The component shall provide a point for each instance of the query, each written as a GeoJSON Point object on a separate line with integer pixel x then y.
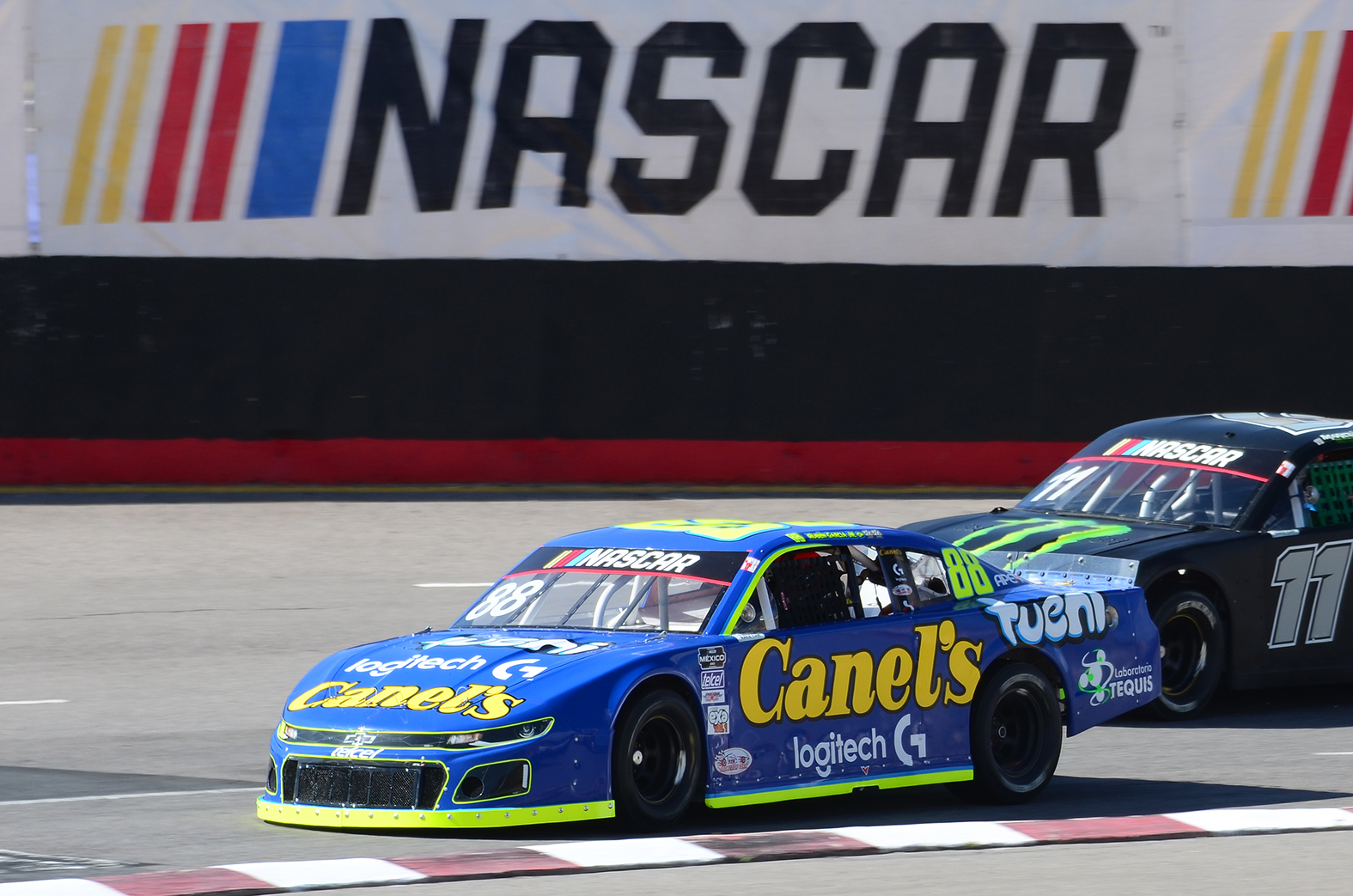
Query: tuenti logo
{"type": "Point", "coordinates": [296, 121]}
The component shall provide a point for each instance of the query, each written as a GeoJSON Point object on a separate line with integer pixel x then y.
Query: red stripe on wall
{"type": "Point", "coordinates": [223, 462]}
{"type": "Point", "coordinates": [174, 121]}
{"type": "Point", "coordinates": [225, 121]}
{"type": "Point", "coordinates": [1329, 162]}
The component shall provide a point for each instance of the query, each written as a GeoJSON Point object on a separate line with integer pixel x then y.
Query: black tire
{"type": "Point", "coordinates": [659, 787]}
{"type": "Point", "coordinates": [1192, 654]}
{"type": "Point", "coordinates": [1016, 736]}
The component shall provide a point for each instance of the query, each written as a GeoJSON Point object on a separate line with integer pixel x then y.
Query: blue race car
{"type": "Point", "coordinates": [639, 669]}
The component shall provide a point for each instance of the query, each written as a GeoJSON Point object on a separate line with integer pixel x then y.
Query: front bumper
{"type": "Point", "coordinates": [272, 809]}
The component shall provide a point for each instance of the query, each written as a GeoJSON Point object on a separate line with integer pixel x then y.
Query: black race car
{"type": "Point", "coordinates": [1240, 528]}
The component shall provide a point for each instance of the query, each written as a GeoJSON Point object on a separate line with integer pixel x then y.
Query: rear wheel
{"type": "Point", "coordinates": [656, 768]}
{"type": "Point", "coordinates": [1192, 651]}
{"type": "Point", "coordinates": [1016, 736]}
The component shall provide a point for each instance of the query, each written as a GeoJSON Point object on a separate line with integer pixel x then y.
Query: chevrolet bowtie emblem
{"type": "Point", "coordinates": [360, 738]}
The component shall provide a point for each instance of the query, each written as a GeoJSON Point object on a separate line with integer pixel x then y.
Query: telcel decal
{"type": "Point", "coordinates": [851, 684]}
{"type": "Point", "coordinates": [477, 701]}
{"type": "Point", "coordinates": [1057, 618]}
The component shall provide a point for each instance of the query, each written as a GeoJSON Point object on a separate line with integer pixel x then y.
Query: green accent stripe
{"type": "Point", "coordinates": [1033, 528]}
{"type": "Point", "coordinates": [1072, 538]}
{"type": "Point", "coordinates": [1003, 524]}
{"type": "Point", "coordinates": [781, 795]}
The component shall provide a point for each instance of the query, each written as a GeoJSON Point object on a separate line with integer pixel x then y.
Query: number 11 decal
{"type": "Point", "coordinates": [1296, 569]}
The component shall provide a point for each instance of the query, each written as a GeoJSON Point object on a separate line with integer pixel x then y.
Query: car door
{"type": "Point", "coordinates": [853, 680]}
{"type": "Point", "coordinates": [1298, 620]}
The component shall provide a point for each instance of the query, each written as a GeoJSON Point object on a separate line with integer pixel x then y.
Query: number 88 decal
{"type": "Point", "coordinates": [506, 599]}
{"type": "Point", "coordinates": [966, 574]}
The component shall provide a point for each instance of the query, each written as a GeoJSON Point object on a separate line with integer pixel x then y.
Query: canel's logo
{"type": "Point", "coordinates": [298, 113]}
{"type": "Point", "coordinates": [1292, 73]}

***

- **ABOUT THIS TASK**
Reproduce the listing exactly, minus its pictures.

- **ANSWER**
The component shall provide a point for each instance of the query, each written as a GeoJSON Point object on a separate line with integer pixel x then y.
Query: tuenti logo
{"type": "Point", "coordinates": [296, 121]}
The component shall provide a point for each instance of the query, each written as a GeoJSON Point object on a separate line with integer pixel x then y.
Query: red stripe on wall
{"type": "Point", "coordinates": [223, 462]}
{"type": "Point", "coordinates": [174, 121]}
{"type": "Point", "coordinates": [225, 121]}
{"type": "Point", "coordinates": [1329, 162]}
The component shall provide a point for each instance of the query, each written as a GeoJSON Point object on a separate line with integer pixel x then y.
Query: black tire
{"type": "Point", "coordinates": [659, 787]}
{"type": "Point", "coordinates": [1192, 654]}
{"type": "Point", "coordinates": [1016, 736]}
The component shall provide a point for each instance of the query, each written as a GeoJSON Point object on a separate line with integer pixel x then y.
Query: blue race car
{"type": "Point", "coordinates": [639, 669]}
The component shall provide a point for each instance of the query, each written as a GeoJSON Point object on a separate line with integer pixel x then y.
Query: front bumper
{"type": "Point", "coordinates": [272, 809]}
The component shall provide a point for each instance of the query, each written as a GeoJSON Point object on a separate line with integer pixel x then y.
Query: black race car
{"type": "Point", "coordinates": [1240, 528]}
The component shall provide a point for each instance of the query, each written as a GeoJSON Point object on a separate line with integer pixel x then y.
Query: rear wheel
{"type": "Point", "coordinates": [656, 768]}
{"type": "Point", "coordinates": [1192, 651]}
{"type": "Point", "coordinates": [1016, 736]}
The component shall provide a point for each instance of the query, each written as a GeoJSON Point object on a separate line with integer pixel x then y.
Query: chevrolet bowtie emblem
{"type": "Point", "coordinates": [360, 738]}
The component shall provide a point for each instance of the query, each written as a GeoJSON Point object on a separate line with integer pixel x then y.
Query: telcel decal
{"type": "Point", "coordinates": [851, 684]}
{"type": "Point", "coordinates": [477, 701]}
{"type": "Point", "coordinates": [1057, 618]}
The component shall provide a point for each instance of the query, each written as a GeoJSON Point object on a separate line with integer pixel x then y.
Query: green accent stripe
{"type": "Point", "coordinates": [1033, 528]}
{"type": "Point", "coordinates": [1072, 538]}
{"type": "Point", "coordinates": [1003, 524]}
{"type": "Point", "coordinates": [781, 795]}
The component shall provide a point for each instance of the query, each written as a GeoJSON Point object on a separate line with integer pixel x then y.
Query: number 11 decal
{"type": "Point", "coordinates": [1296, 569]}
The component shall provide a point for each instance of the query, each written as a GeoJSON Point object on a separate line with integer pixel x then y.
Query: car door
{"type": "Point", "coordinates": [853, 680]}
{"type": "Point", "coordinates": [1298, 620]}
The component shall provide a point for each instance of the query, each written as a GeoJSON Point object on a separate line with integer pixel x then y.
Query: number 88 decal
{"type": "Point", "coordinates": [506, 599]}
{"type": "Point", "coordinates": [966, 574]}
The component shall provide a point for each instance of the query, each written as a GeoJSON Point object on a separate line with integer pixel x then y.
Query: canel's logo
{"type": "Point", "coordinates": [298, 113]}
{"type": "Point", "coordinates": [1292, 73]}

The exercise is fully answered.